Quote the records word for word from their start through the line that contains "130L193 134L189 124L183", including that line. Leave the pictures out of your answer.

→ **Segmentation mask records**
━━━━━━

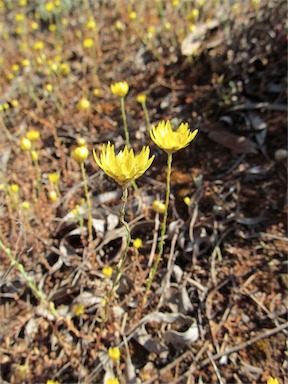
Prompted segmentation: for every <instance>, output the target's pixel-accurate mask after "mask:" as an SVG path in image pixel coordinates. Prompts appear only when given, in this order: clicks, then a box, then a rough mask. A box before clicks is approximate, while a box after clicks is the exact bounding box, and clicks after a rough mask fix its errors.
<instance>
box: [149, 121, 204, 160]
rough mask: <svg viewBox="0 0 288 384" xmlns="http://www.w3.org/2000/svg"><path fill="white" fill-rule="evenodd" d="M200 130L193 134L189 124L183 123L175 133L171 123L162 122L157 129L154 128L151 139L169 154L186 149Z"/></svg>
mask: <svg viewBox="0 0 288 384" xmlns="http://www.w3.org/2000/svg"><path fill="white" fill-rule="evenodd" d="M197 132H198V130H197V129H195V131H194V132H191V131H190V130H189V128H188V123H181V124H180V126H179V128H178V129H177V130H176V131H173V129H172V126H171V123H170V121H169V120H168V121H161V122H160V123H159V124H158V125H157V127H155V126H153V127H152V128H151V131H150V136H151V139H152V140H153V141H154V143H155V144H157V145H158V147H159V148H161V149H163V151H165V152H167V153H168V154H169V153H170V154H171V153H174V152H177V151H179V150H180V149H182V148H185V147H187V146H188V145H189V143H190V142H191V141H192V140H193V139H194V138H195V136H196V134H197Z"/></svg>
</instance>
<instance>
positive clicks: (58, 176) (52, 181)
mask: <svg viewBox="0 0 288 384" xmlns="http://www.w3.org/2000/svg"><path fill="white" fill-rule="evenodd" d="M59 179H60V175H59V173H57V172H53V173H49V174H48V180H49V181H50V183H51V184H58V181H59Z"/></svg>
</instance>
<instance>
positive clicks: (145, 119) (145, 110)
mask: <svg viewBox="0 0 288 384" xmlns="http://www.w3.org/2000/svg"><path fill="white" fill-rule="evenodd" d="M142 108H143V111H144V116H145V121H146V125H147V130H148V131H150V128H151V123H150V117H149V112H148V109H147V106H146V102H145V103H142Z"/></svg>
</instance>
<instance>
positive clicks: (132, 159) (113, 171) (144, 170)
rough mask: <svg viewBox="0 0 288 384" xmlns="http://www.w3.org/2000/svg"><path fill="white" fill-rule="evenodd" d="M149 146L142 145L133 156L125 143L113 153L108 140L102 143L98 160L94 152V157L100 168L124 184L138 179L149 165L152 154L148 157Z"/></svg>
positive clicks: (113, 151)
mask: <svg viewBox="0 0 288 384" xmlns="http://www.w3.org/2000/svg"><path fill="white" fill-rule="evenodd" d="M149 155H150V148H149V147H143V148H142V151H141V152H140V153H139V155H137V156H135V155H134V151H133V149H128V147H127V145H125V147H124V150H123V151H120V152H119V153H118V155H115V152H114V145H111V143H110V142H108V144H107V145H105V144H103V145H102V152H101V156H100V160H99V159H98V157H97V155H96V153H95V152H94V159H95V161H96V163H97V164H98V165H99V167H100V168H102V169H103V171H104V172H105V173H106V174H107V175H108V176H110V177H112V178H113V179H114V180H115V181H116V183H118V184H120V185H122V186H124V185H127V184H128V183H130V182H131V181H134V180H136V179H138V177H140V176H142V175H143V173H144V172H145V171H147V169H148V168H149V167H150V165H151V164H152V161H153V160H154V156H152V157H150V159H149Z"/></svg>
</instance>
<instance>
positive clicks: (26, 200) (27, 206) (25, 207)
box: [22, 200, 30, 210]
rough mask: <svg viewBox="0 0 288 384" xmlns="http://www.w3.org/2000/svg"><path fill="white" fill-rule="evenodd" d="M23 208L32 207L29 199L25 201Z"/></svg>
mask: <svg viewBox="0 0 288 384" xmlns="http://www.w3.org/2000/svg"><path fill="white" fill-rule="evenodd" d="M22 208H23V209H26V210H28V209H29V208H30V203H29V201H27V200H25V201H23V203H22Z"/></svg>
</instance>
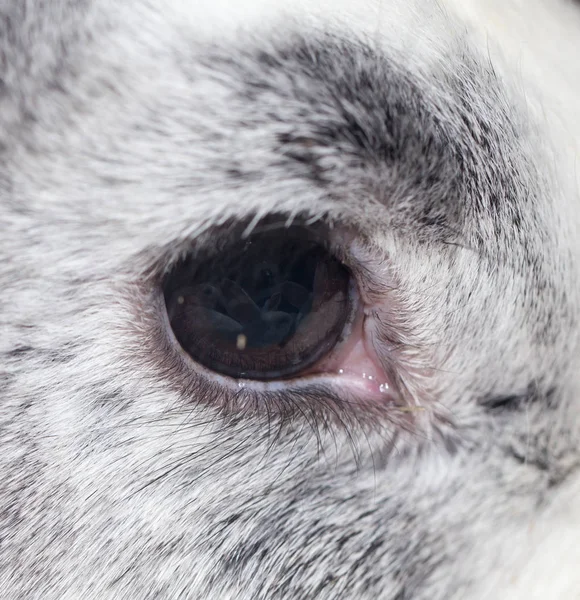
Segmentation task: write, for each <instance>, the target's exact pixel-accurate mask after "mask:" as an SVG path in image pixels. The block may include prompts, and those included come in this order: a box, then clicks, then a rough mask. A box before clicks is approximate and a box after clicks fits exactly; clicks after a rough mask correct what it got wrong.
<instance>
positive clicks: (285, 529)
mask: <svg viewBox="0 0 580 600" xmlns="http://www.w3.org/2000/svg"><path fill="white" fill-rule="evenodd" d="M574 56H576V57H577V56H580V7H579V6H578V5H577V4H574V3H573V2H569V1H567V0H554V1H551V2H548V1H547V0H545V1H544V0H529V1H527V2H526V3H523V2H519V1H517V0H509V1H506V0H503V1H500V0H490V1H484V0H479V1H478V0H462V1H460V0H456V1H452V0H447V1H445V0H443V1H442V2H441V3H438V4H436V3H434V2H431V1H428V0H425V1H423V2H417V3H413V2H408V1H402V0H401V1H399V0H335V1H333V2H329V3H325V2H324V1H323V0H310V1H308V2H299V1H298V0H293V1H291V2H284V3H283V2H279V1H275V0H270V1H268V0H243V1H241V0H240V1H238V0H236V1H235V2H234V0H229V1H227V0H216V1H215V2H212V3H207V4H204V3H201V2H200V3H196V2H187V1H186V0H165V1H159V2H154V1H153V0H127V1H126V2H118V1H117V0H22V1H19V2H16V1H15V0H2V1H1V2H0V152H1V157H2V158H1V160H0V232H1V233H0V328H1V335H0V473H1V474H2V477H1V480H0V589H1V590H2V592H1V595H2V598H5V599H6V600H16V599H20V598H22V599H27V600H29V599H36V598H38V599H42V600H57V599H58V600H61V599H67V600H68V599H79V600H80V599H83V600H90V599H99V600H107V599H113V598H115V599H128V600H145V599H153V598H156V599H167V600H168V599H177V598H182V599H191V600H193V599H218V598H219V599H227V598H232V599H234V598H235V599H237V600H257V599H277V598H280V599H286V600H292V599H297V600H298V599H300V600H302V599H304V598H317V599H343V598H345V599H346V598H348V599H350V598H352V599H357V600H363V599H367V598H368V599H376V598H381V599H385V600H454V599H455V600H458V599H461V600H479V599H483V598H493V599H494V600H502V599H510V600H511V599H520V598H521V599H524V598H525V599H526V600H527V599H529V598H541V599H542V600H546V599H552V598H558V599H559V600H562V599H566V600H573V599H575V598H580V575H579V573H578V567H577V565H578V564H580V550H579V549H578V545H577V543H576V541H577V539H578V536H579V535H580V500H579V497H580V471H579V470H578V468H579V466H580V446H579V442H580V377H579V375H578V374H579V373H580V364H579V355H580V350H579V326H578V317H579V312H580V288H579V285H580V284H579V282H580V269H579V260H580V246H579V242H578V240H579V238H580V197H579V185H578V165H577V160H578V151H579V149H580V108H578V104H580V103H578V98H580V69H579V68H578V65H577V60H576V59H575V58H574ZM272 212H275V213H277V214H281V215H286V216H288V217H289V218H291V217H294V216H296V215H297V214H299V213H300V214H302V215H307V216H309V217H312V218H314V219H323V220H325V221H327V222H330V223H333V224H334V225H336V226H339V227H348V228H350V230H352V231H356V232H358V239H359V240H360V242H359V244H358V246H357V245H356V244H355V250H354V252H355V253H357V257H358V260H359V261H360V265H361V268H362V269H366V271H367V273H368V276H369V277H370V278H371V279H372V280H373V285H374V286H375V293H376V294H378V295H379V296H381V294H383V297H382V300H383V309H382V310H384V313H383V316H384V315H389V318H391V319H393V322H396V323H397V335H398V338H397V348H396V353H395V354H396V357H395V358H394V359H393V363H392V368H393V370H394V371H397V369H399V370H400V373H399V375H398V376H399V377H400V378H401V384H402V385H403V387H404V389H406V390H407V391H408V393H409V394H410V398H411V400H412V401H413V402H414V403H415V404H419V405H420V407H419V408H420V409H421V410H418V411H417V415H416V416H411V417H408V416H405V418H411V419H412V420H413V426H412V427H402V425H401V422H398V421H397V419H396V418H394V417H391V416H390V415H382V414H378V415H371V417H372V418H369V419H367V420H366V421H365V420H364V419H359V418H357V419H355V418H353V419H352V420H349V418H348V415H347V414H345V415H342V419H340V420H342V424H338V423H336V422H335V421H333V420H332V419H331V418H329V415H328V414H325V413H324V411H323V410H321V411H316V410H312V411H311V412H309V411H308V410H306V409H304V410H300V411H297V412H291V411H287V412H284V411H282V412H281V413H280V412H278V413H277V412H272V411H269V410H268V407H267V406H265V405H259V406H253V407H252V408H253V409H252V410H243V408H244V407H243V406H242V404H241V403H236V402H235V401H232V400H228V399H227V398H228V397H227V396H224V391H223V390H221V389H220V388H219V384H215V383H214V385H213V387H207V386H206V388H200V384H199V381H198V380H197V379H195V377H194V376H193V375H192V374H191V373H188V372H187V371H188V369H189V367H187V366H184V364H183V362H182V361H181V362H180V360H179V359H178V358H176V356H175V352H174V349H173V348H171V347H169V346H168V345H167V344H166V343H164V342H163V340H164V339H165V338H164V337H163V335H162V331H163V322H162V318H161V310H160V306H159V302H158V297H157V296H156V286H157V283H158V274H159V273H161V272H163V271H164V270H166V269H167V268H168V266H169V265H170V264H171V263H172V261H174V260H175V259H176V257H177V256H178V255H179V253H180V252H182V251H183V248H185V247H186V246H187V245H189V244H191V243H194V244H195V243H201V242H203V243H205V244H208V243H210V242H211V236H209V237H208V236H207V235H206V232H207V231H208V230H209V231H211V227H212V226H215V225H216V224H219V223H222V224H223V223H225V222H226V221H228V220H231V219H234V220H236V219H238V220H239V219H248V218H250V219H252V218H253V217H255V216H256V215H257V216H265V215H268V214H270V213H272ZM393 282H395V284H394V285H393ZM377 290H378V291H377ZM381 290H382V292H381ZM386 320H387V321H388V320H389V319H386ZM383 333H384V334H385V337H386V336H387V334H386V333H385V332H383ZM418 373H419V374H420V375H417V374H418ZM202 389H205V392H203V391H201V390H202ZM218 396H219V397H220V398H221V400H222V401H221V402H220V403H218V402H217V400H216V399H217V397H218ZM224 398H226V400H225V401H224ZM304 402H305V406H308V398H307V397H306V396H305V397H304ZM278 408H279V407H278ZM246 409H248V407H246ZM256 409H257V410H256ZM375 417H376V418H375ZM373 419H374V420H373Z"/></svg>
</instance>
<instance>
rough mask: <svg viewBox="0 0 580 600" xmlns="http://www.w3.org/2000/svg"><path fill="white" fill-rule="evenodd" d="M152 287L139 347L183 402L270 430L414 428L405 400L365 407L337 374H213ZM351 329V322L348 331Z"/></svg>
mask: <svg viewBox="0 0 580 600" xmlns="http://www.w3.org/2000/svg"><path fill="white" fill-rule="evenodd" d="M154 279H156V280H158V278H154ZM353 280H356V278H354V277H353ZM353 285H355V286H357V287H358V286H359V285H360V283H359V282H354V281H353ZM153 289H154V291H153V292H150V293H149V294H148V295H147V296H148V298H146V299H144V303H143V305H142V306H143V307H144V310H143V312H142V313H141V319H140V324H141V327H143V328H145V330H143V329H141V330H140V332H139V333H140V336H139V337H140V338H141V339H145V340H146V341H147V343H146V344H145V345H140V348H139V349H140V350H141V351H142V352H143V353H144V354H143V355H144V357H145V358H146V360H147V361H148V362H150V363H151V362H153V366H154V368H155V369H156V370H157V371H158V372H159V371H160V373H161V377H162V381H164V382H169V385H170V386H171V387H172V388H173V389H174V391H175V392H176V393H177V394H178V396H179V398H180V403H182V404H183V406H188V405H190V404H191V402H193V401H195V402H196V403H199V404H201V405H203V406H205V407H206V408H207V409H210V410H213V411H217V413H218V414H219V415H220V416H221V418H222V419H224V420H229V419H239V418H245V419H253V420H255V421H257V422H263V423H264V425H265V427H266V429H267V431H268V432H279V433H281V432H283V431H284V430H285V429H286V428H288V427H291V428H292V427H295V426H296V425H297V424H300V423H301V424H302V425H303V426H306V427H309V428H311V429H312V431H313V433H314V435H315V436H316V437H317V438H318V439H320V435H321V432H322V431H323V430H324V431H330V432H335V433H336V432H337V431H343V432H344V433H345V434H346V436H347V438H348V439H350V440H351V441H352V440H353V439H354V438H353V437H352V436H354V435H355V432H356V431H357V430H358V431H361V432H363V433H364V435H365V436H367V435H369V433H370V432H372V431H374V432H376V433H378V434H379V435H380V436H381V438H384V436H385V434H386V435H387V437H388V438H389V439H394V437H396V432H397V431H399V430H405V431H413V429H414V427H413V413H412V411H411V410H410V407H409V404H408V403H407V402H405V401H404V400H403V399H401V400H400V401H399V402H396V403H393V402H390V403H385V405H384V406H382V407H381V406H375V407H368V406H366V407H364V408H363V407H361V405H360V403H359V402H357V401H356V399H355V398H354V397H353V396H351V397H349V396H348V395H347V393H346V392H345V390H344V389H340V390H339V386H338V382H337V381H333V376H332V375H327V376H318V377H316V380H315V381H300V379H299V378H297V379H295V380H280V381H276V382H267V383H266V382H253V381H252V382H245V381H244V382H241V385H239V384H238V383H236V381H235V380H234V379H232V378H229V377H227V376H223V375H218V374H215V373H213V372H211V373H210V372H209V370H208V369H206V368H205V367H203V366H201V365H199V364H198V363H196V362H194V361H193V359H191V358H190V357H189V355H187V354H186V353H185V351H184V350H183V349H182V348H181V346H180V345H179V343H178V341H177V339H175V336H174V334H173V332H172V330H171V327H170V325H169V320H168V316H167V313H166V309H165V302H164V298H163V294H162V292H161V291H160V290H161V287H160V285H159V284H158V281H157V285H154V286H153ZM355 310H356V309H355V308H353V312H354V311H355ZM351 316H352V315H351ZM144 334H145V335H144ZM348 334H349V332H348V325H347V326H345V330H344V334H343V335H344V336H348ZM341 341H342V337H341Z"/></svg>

━━━━━━

→ **ANSWER TO THIS EXERCISE**
Prompted segmentation: for every <instance>, output the target's pixel-accurate mask after "mask:" as an SVG path in image pixel coordinates. Prompts appear only when given, in this order: clicks, then a box, then a rough mask. A box before clicks is approximate, while a box after clicks is the exact bounding box, and clicks after a rough mask fix its errors.
<instance>
box: [149, 121, 204, 160]
rough mask: <svg viewBox="0 0 288 384" xmlns="http://www.w3.org/2000/svg"><path fill="white" fill-rule="evenodd" d="M200 130L193 134L189 124L183 123L175 133L171 123L162 122L157 129L154 128L151 139L169 154L186 149Z"/></svg>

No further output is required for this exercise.